**YOUR OBJECTIVE:** What you return should be every line of the material, unchanged.
* * *
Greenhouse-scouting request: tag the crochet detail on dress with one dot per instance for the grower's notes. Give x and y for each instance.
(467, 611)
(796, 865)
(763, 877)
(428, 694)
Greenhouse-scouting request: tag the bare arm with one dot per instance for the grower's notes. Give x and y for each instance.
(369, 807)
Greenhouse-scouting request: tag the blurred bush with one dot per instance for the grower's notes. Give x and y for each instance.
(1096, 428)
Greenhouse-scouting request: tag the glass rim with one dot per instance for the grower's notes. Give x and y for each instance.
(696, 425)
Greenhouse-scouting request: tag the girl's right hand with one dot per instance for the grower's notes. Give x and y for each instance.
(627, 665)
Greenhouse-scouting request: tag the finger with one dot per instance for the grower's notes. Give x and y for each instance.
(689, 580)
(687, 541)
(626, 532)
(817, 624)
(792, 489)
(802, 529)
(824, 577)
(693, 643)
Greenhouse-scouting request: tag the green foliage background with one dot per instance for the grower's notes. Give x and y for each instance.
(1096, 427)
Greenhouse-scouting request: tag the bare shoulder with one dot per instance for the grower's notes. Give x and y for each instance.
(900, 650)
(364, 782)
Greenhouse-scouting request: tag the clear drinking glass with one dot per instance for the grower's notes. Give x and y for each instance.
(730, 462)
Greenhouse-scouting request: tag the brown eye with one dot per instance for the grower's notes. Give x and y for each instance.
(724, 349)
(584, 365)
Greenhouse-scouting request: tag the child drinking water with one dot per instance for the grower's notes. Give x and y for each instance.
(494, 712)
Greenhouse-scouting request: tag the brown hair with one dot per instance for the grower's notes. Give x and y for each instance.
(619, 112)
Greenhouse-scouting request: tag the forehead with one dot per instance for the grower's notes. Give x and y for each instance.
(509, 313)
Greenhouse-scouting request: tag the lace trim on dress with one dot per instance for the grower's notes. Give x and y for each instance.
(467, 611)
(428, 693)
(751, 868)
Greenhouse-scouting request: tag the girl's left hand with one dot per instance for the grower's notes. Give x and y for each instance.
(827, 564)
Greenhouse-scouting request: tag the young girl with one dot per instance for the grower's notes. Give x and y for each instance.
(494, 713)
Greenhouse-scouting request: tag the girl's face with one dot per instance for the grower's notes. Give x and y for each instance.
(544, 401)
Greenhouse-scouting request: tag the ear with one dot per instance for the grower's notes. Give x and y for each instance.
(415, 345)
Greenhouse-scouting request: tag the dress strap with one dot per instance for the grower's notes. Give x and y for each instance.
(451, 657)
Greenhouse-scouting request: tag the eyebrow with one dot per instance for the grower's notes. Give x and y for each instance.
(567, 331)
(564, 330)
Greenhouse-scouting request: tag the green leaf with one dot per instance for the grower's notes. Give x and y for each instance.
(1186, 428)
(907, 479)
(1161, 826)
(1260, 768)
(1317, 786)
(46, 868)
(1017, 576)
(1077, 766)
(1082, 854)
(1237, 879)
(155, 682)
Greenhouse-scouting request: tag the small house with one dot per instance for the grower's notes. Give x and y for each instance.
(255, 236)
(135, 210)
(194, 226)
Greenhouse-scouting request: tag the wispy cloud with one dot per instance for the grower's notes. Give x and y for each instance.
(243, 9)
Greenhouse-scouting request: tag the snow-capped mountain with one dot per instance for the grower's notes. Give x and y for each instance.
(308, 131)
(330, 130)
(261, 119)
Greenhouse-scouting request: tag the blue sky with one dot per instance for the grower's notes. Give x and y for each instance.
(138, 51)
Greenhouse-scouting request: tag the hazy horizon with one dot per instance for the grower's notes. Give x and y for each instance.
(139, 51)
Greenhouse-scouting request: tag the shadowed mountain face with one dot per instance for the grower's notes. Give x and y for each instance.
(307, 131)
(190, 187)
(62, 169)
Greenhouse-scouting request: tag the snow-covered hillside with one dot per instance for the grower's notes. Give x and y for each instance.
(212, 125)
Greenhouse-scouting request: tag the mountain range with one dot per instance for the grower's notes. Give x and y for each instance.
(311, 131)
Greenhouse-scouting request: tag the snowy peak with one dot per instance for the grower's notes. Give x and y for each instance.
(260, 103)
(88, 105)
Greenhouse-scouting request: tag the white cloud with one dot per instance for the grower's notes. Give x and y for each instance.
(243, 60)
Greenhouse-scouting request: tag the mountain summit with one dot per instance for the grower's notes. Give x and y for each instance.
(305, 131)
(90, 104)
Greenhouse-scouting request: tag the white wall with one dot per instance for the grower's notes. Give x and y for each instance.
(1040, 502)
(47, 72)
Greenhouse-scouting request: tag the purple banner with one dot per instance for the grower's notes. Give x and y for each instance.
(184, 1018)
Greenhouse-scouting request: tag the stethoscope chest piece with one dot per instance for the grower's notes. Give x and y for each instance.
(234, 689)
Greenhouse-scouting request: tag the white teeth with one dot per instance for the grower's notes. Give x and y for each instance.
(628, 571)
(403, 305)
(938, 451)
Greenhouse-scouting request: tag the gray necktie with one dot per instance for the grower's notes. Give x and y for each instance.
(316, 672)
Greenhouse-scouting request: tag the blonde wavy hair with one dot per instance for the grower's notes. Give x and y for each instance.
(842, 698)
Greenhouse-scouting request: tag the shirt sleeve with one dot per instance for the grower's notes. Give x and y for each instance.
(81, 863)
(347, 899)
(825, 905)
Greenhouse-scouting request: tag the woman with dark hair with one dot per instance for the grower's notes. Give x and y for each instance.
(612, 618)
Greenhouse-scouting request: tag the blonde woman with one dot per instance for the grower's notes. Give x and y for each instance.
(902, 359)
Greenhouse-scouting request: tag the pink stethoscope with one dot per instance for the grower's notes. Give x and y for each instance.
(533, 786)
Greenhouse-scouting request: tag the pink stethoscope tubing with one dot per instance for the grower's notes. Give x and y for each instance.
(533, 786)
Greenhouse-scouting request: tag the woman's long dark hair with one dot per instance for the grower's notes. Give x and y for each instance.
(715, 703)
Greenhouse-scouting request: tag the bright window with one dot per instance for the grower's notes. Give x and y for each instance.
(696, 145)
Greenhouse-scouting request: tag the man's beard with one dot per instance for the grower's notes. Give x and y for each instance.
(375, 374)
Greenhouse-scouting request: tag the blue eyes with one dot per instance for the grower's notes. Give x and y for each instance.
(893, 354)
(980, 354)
* * *
**TASK OUTPUT:**
Greenhouse-scouting request: tag the crochet detail on dress with one dot per instance for the grower's notes. Give x and y for each instance.
(467, 611)
(796, 865)
(763, 877)
(428, 694)
Greenhouse-scouting request: tag the bare arm with one dot per instance for the grower's notes. Give x and y for each instance.
(369, 807)
Greenhouse-scouting request: tag the blurred bush with one dot per instance for the grower's notes. Give x and y for each instance.
(1096, 428)
Greenhouse-scouting request: tag the glass rim with one dot per instance for the grower's notes. Give x and y for each instance.
(696, 425)
Greenhouse-scouting request: tag the girl's right hand with one dot per instance for the grower's notes. Give x and y for each instance.
(627, 665)
Greenhouse-scouting request: tag the finger with one dot per instance for the grower's notes. Give x and y for each instance.
(689, 580)
(687, 541)
(626, 532)
(817, 624)
(792, 489)
(802, 529)
(824, 577)
(693, 643)
Greenhouse-scouting request: tag the green foliage background with one dot per instance for the grower's notes. Give x and y for each instance.
(1096, 427)
Greenhouse-scouting request: tag the bare shoulder with one dot per instance for the grower's notes. Give x and y for each instance.
(900, 650)
(364, 782)
Greenhouse-scouting request: tag the clear drinking glass with one dot per instance for the grower's notes. Give x and y for each instance.
(730, 462)
Greenhouse-scouting request: tag the brown eye with one dot per instance for the grower's notes. Give x and y for each instance.
(724, 349)
(584, 365)
Greenhouse-scouting request: tag the child drinking water with one dot per instance for the grower's notes. Give x and y for each instance.
(494, 712)
Greenhouse-scouting request: tag the brown hair with one dot per instance for the grower's notes. Give x and y for each instance.
(619, 112)
Greenhouse-scouting request: tag the forehead with one dot per instance for the grower's notes. Give x and y for each instance.
(509, 313)
Greenhouse-scouting request: tag the lace trim on dress with one dot per instance for the grower's notes. Give x and y for each instance.
(467, 611)
(428, 693)
(751, 868)
Greenhouse-scouting request: tag the girl's left hand with one dot per instance for the grower's notes. Give x and y for each instance.
(827, 564)
Greenhouse-scouting request: tag the young girl with one dot per instance for the grower's notes. Give x and y for each instance.
(494, 713)
Greenhouse-scouting request: tag the girl's face with one dot per instance for the grower's notes. Give x and y for each instance.
(544, 401)
Greenhouse-scouting request: tag the ear with one dot per instance for the grower's notes. Give x and y for each instance.
(415, 345)
Greenhouse-scouting request: tag the dress strap with one dot per instance for the grower's notes. Give x and y for each instance.
(451, 657)
Greenhouse-scouting request: tag the eyebrow with one dot per instance for the grower's notes. Give x and y for each instance.
(567, 331)
(564, 330)
Greenhouse-scouting request: tag the green leaf with one dot per instance for the grower's notes. Give x and y for each instance.
(1186, 428)
(907, 479)
(1161, 826)
(1260, 768)
(1317, 786)
(46, 868)
(1017, 576)
(1077, 766)
(1082, 854)
(1237, 879)
(155, 682)
Greenhouse-scouting request: tag the small house with one dot per instance for the grower's notes. Give x and y for each instance.
(255, 236)
(135, 210)
(194, 226)
Greenhouse-scouting request: tag the wispy cloud with one dot per instance for the grower's notes. Give x and y for each instance.
(243, 9)
Greenhouse-scouting request: tag the snow-capped mountain with one dot per instance for the grower's notes. Give x and y for each instance.
(308, 131)
(330, 130)
(261, 119)
Greenhouse-scouting request: tag the blue sky with one dot per instance for the grower's notes. Give x and y for each instance.
(138, 51)
Greenhouse-scouting request: tag the hazy horizon with one dot per instance for the grower's notes. Give x and y for each instance.
(139, 51)
Greenhouse-scouting request: tag the shadowed mountain face with one dot per instance for the grower's notes. Give x and y for each instance.
(307, 131)
(190, 187)
(62, 169)
Greenhouse-scouting request: tag the snow-covered hillside with one dot per instance for the grower's notes. Give x and y for each instance.
(212, 125)
Greenhouse-scouting request: tag the mountain range with one dot per instance for the grower's notes. Give x and y for each instance.
(311, 131)
Greenhouse-scouting request: tag the snowy peak with one dot per instance for the grower's notes. Give x and y for each instance.
(260, 103)
(88, 105)
Greenhouse-scouting request: tag the white cloud with one dot per instance for the grower's notes. Give x and y for each instance.
(243, 60)
Greenhouse-scouting request: tag the mountain summit with one dot per instance for the grower's notes. Give x and y for each instance.
(305, 131)
(90, 104)
Greenhouse-scouting request: tag the white wall with one dot per instance for the grower's notes. Give x and y for each instance.
(1040, 502)
(47, 72)
Greenhouse-scouting request: tag the purple banner with one dot per instance for the grower's notes. Give x and y for each instance.
(184, 1018)
Greenhouse-scouting request: tag the stethoscope chest piece with one dot per instance for the grower's notes. Give x and y for each instance.
(234, 689)
Greenhouse-scouting request: tag the white teeth with one dot per instance for the grower's notes. Give x and y for each instance.
(628, 571)
(403, 305)
(938, 451)
Greenhouse-scouting request: tag the gray necktie with one dot per instance for the grower's notes. Give x and y for each instance.
(316, 672)
Greenhouse-scouting request: tag the blonde wavy hair with one dot per instance for the grower's notes. Give x and y for each instance.
(842, 698)
Greenhouse-scouting request: tag the shirt sleeve with one dot per instance for the grower's notes. Give x and y for each instance.
(81, 863)
(347, 899)
(825, 905)
Greenhouse-scouting request: tag the woman with dark hair with one dot per instance for the grower's notes. Give x and y for each instance.
(612, 618)
Greenhouse-scouting request: tag the blonde woman with one dot per instance for the grower's notes. Give x and y for each instance.
(902, 359)
Greenhouse-scouting request: tag the pink stethoscope with one dot per instance for the grower's notes. Give x and y for each instance.
(533, 786)
Greenhouse-scouting request: tag the pink stethoscope tubing with one dot per instance for the grower's notes. Give x and y for each instance.
(533, 786)
Greenhouse-scouting request: tag the woman's long dark hair with one dot per instance for the grower's notes. Give x and y for each instance.
(715, 703)
Greenhouse-scouting request: tag the bright window with one dot per instance for the grower's notes. Give x and y for each instance.
(696, 145)
Greenhouse-scouting request: tag the man's beard with one dot per instance for the grower's notes. Give x and y for each instance.
(375, 374)
Greenhouse-scouting request: tag the blue eyes with one dot per instance for the grower's notes. Give x and y for each instance.
(893, 354)
(980, 354)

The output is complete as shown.